>> begin Exercise input
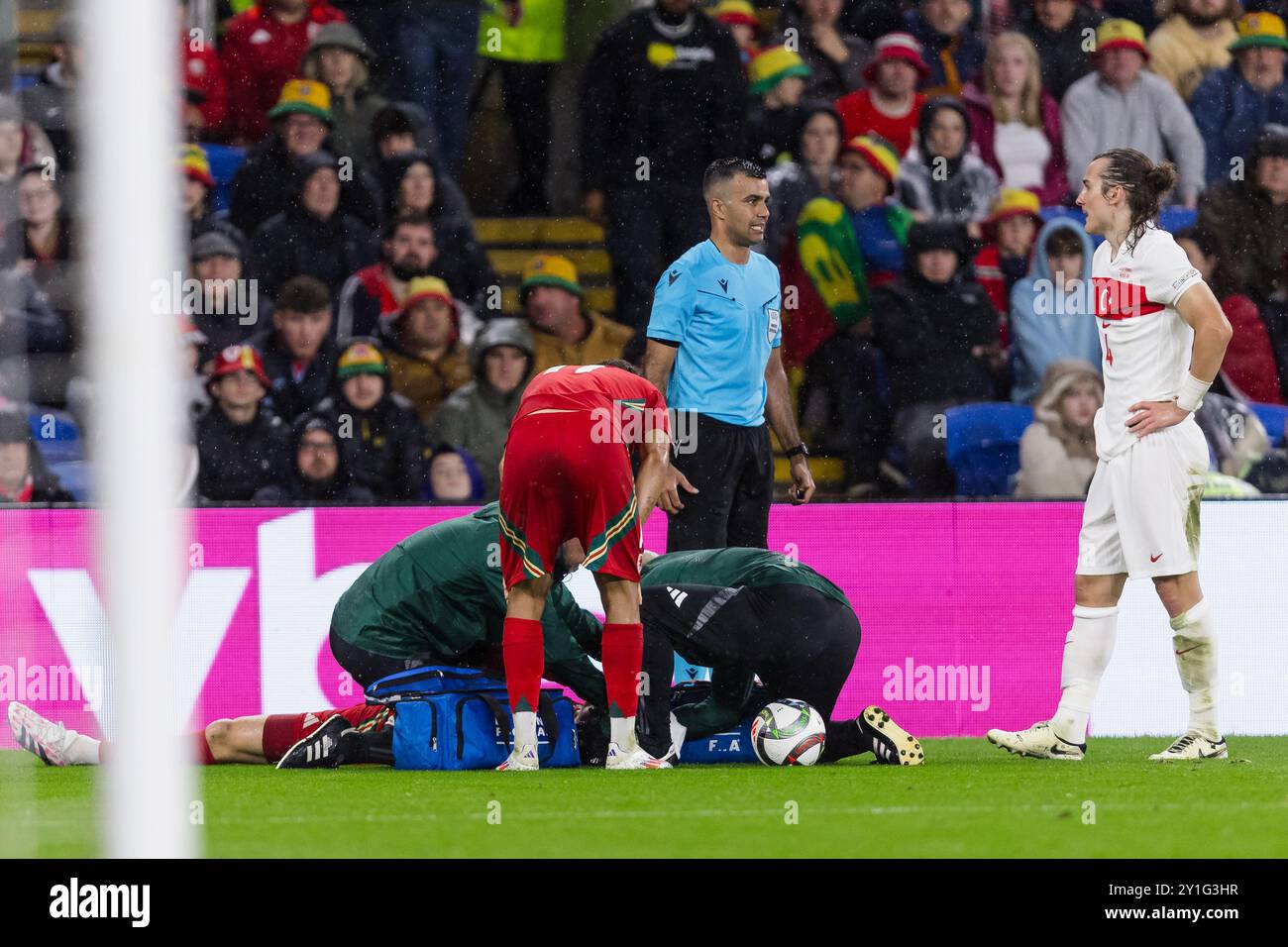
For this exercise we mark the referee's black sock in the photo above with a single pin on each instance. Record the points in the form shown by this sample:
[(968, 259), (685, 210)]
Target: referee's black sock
[(844, 738)]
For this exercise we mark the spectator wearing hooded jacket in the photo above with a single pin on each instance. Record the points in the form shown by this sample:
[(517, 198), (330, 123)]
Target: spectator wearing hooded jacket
[(1051, 308), (1249, 364), (1124, 106), (412, 183), (426, 359), (941, 179), (835, 56), (313, 236), (297, 352), (262, 51), (953, 52), (938, 334), (24, 475), (51, 102), (1010, 232), (1192, 42), (1057, 30), (380, 433), (241, 445), (1016, 125), (266, 183), (320, 472), (452, 475), (1233, 105), (477, 418), (340, 58), (1057, 450)]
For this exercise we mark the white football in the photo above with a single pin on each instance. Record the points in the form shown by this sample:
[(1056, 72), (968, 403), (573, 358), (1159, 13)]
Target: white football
[(789, 733)]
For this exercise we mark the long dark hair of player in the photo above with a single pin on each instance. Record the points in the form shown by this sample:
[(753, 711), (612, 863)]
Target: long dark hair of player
[(1145, 183)]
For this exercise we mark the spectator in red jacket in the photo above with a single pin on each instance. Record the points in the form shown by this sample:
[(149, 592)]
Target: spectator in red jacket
[(262, 52), (1010, 232), (202, 73), (1249, 363), (1014, 123), (890, 106)]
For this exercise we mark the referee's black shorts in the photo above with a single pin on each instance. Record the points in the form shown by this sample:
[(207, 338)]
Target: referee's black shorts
[(733, 470)]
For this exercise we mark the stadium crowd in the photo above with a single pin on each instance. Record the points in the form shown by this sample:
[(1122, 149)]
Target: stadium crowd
[(346, 342)]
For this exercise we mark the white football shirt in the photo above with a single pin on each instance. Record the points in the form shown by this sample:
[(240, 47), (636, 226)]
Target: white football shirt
[(1144, 343)]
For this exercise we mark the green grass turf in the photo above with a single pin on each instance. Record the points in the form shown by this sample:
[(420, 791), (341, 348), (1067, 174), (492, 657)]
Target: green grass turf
[(970, 799)]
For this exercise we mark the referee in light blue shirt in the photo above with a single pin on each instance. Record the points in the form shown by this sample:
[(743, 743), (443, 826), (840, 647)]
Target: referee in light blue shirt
[(712, 351)]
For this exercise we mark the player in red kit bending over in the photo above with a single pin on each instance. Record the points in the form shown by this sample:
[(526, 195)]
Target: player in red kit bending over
[(566, 474)]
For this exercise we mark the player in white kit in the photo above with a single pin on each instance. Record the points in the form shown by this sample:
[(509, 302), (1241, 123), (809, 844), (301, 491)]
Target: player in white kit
[(1162, 339)]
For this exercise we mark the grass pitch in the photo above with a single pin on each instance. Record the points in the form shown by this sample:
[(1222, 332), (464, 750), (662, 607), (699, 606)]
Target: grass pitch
[(969, 800)]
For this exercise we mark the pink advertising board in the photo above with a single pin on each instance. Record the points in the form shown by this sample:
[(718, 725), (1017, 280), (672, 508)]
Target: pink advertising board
[(964, 607)]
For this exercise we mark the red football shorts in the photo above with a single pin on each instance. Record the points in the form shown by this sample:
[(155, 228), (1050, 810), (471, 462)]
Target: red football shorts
[(558, 483)]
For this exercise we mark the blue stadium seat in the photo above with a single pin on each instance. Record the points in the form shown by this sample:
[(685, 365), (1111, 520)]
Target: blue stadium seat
[(76, 476), (224, 161), (1273, 418), (55, 433), (984, 446)]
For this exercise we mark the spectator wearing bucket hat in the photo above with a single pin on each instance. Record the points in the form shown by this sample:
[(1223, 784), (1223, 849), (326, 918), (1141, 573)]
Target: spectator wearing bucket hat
[(1010, 234), (1124, 106), (426, 359), (262, 51), (380, 434), (890, 105), (301, 128), (340, 58), (777, 80), (563, 330), (739, 16), (835, 56), (1233, 105), (241, 445), (313, 236), (478, 415)]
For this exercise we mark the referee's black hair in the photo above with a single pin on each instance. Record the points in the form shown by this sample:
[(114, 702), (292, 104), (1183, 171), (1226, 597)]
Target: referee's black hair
[(726, 169)]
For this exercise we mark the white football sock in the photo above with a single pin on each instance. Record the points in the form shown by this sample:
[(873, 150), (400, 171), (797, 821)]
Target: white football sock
[(524, 728), (1194, 646), (621, 731), (80, 750), (1086, 655)]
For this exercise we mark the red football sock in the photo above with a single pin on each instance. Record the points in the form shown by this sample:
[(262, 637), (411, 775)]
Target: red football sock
[(204, 749), (623, 652), (281, 732), (524, 663)]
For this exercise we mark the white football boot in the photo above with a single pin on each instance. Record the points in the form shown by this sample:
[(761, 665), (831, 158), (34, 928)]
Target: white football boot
[(634, 758), (522, 759), (1192, 746), (1038, 741), (34, 733), (890, 742)]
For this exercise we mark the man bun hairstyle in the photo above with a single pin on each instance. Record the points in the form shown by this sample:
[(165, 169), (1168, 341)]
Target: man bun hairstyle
[(726, 169), (1146, 184)]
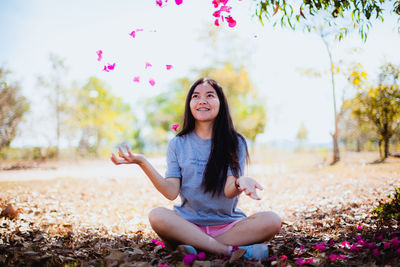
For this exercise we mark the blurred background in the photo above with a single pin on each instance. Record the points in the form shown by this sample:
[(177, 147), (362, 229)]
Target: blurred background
[(288, 90)]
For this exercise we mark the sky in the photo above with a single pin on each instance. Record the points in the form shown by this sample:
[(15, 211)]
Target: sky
[(75, 30)]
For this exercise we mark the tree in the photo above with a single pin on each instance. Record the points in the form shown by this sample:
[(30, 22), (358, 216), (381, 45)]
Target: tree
[(13, 106), (380, 103), (341, 12), (57, 95), (302, 135), (246, 107), (100, 118), (356, 131)]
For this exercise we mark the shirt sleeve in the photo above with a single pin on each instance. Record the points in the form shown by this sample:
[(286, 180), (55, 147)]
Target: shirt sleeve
[(241, 156), (173, 169)]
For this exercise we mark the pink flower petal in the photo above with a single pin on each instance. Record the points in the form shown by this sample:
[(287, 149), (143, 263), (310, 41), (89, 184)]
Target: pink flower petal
[(215, 3), (99, 54), (309, 261), (345, 244), (174, 127), (217, 14), (201, 255), (225, 9), (188, 259), (376, 252), (231, 21), (333, 257), (300, 261), (111, 67)]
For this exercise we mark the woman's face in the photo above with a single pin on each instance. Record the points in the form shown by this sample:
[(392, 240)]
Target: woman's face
[(204, 103)]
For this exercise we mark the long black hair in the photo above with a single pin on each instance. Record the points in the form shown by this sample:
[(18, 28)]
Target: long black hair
[(224, 144)]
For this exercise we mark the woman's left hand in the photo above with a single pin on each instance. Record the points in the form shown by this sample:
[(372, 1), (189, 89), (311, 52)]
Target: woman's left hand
[(248, 185)]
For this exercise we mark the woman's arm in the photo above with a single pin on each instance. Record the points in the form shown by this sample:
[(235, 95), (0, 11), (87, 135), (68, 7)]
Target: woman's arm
[(231, 188), (168, 187), (234, 186)]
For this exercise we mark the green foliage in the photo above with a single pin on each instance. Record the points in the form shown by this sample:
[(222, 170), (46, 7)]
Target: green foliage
[(101, 119), (391, 209), (13, 106), (339, 13), (379, 103), (28, 153)]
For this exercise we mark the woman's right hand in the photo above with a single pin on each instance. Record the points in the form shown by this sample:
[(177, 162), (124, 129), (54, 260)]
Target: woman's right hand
[(127, 158)]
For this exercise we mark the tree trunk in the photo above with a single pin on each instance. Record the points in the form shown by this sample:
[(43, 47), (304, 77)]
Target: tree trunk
[(386, 146), (358, 148), (336, 154), (335, 136)]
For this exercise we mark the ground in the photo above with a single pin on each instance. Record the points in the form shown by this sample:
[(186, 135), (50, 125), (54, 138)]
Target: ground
[(91, 212)]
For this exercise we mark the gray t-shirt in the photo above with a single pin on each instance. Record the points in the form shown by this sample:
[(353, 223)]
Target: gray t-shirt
[(187, 158)]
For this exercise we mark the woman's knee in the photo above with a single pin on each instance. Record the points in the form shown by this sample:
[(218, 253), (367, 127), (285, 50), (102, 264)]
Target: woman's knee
[(158, 217), (272, 221)]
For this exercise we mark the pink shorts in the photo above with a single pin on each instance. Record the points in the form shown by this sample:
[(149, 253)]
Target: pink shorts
[(216, 230)]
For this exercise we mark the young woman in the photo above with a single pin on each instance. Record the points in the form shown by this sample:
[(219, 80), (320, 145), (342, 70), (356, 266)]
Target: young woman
[(205, 166)]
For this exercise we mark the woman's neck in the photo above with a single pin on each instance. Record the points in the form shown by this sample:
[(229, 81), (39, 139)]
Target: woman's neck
[(203, 129)]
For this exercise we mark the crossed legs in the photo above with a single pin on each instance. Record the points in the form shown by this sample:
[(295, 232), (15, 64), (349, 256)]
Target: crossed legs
[(257, 228)]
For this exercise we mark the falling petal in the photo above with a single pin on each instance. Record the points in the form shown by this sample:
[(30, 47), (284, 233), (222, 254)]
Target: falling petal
[(333, 257), (174, 127), (99, 54), (276, 8), (231, 21), (215, 3), (111, 67), (188, 259), (201, 255), (226, 9), (217, 13), (300, 261), (376, 252)]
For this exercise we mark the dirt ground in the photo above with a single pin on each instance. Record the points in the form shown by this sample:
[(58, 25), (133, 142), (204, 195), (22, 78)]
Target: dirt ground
[(89, 211)]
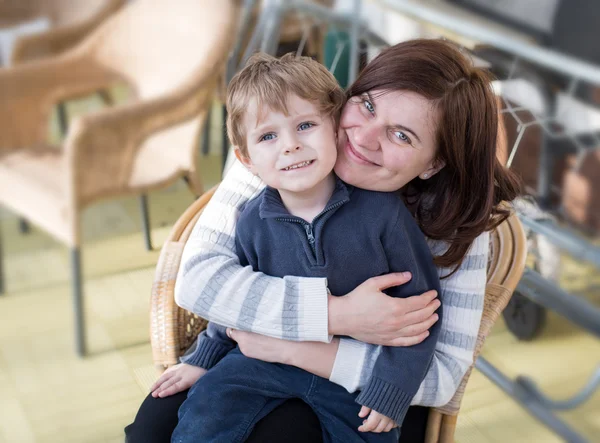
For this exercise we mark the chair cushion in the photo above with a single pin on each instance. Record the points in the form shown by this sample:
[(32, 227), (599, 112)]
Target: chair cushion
[(33, 184)]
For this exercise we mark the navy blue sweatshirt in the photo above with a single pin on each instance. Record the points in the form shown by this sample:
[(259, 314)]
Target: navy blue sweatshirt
[(360, 234)]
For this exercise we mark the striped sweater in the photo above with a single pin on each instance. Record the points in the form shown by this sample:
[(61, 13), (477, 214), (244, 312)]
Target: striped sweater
[(212, 284)]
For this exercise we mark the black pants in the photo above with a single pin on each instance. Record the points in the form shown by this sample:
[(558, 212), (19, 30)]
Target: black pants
>> end Exercise input
Task brief
Copy out the records above word for word, from the line containing "For this exercise we mark the navy" through the end of the records, both included.

Worked answer
For this exercise we mark the navy blue sweatshirt in the photo above with a single pin on each instance. Record the points in the form shown by this sample:
[(259, 314)]
Target: navy blue sweatshirt
[(360, 234)]
For this exercise we mark the striped sweater in the photo above with a single pin on each instance. Record the points in the form shown by this sample:
[(61, 13), (477, 214), (244, 312)]
Target: striped sweater
[(212, 284)]
For this exercise we mark the black pants in the photo above with a single pin on each instance. Record the points in the form shown by this sample:
[(558, 212), (19, 30)]
Target: black pants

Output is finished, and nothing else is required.